-- BEGIN --

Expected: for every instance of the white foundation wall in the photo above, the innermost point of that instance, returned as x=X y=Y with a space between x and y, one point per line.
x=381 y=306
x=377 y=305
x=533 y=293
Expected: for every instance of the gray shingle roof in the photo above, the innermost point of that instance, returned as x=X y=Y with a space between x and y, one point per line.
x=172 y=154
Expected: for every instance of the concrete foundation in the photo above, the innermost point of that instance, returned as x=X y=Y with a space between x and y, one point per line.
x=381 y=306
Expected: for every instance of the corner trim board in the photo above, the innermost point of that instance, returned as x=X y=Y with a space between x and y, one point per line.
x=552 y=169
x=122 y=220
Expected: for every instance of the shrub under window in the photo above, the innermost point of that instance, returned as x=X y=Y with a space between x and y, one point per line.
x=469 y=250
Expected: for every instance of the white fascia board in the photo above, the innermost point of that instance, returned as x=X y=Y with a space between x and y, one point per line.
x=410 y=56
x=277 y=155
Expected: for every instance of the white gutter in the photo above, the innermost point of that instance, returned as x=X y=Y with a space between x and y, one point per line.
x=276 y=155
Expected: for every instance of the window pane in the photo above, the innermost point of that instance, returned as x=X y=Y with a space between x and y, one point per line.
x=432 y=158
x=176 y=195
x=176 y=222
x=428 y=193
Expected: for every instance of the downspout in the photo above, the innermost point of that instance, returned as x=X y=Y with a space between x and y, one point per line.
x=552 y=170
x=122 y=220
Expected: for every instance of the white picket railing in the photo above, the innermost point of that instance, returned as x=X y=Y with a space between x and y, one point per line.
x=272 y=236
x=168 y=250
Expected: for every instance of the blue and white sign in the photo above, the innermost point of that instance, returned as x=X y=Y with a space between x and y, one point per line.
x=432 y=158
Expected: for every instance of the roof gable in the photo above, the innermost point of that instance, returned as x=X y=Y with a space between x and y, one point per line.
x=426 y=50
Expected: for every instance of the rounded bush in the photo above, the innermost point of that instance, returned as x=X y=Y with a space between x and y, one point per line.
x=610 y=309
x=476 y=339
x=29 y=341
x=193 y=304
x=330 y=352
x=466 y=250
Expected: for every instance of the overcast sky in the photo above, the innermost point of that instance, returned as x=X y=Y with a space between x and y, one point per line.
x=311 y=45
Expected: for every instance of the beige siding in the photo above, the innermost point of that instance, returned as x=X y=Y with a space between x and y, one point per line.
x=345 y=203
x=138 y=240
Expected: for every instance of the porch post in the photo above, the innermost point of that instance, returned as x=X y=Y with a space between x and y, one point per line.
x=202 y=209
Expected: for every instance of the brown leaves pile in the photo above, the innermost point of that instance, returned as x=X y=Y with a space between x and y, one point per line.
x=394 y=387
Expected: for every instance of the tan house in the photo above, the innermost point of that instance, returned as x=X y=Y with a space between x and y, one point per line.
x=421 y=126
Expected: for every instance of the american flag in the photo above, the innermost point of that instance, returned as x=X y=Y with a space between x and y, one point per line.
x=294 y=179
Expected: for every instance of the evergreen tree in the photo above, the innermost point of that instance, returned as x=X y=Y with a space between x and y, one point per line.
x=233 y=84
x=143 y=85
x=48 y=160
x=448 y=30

-- END --

● **Exercise directions**
Give the lines above again, swapping "innermost point" for "center point" wherever it occurs and leaving everything else unchanged.

● **Correct answer**
Expected: for every instance of the white foundation wall in the photo above, the center point of that instance, returned as x=X y=Y with a space between x and y, one point per line.
x=381 y=306
x=377 y=305
x=533 y=293
Expected: for every instance of the gray shingle roof in the photo above, the center point of that instance, returned as x=X y=Y with a space between x and y, one point per line.
x=172 y=154
Expected: for every instance of the concrete foundation in the photo above, the center point of that instance, returned as x=X y=Y with a space between x and y, one point per line.
x=381 y=306
Expected: for every instance of the corner trim board in the photo above, the center point of that instance, returned as x=X y=Y with a space between x and y, one point per line.
x=552 y=169
x=122 y=220
Expected: for every instance of the shrub under window in the photo above, the center point of that instance, returned as x=X y=Y with a space between x and y, one point per line.
x=469 y=250
Expected: for every instance of the white fascia board in the photo above, the center point of that instance, returned as x=X y=Y with a space between x and y, one point per line.
x=410 y=56
x=277 y=155
Expected: for every instance of the white gutter in the photo above, the center point of that instance, returned as x=X y=Y with a space between x and y, one point per line.
x=276 y=155
Expected: for every instance of the window pane in the photo above, the center point of that instance, returned as x=X y=Y with a space between x and y, one point per line.
x=432 y=158
x=176 y=195
x=176 y=222
x=428 y=193
Expected: for every instance of the downspout in the photo above, the center point of that instance, returned as x=X y=Y with a space between x and y, one point per line.
x=552 y=170
x=122 y=220
Expected: for every instance of the white picket railing in the photo above, the center point of that instance, returned as x=X y=Y with a space between x and y, one point per line.
x=272 y=236
x=168 y=250
Expected: for every instance of the blue and white sign in the photo above, the center point of that instance, returned as x=X y=Y with a space between x and y, one point per line.
x=432 y=158
Expected: for every instance of the roof gable in the photo above, the center point of that instance, returned as x=X y=Y with a space between x and y, one point per line.
x=426 y=50
Expected: for every instance of the rounded bush in the photo above, the center point of that instance, returned as x=X y=Y with a space between x and y, one point per line.
x=610 y=309
x=476 y=339
x=29 y=341
x=193 y=304
x=330 y=352
x=466 y=250
Expected: for every instance of the overcast sky in the photo above, the center point of that instance, returned as x=X y=Y with a space between x and y, one point per line.
x=311 y=45
Expected: for every instance of the beige siding in the photo above, the center point of that instance, returned as x=X y=Y with a space between x and y, one point per line.
x=345 y=203
x=138 y=240
Expected: for every instance of the porch post in the photo above, the center point of that instance, returned as x=X y=Y with a space between x and y, one point per line.
x=202 y=209
Expected: for every instance of the brown leaves pile in the photo above, the center point of that instance, returned as x=X y=Y with a space between x and y, one point per line.
x=394 y=387
Expected: for every instance of the tan house in the photo above, the center point of that instance, returned as x=X y=Y with a space between x and y, one point per line.
x=421 y=126
Expected: for every instance of the american flag in the photo above, the center point of that instance, returned as x=X y=Y with a space between x and y, one point per line.
x=294 y=179
Expected: for every instance of the evergreen tree in the photo above, the center point of that instance, returned as x=X y=Y with a space between x and y, one point per line.
x=233 y=84
x=143 y=85
x=48 y=160
x=448 y=30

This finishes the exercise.